*Given exercise:*
Print the data below verbatim, reproducing every line without changes.

──────────

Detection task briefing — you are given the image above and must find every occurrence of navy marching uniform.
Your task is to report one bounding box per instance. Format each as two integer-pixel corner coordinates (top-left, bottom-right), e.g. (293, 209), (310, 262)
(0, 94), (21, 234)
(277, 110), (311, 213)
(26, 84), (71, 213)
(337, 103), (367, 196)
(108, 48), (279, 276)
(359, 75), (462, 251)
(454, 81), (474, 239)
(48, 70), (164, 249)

──────────

*Task solution:*
Detection task briefing — you are given the image above and must find every occurrence of navy marching uniform.
Your task is to report one bounding box per instance. Format each as two integer-pixel corner coordinates (top-left, bottom-right), e.g. (293, 209), (310, 262)
(0, 94), (21, 234)
(277, 110), (311, 213)
(26, 84), (71, 213)
(337, 103), (367, 196)
(108, 48), (279, 276)
(359, 75), (462, 251)
(454, 81), (474, 239)
(48, 70), (164, 249)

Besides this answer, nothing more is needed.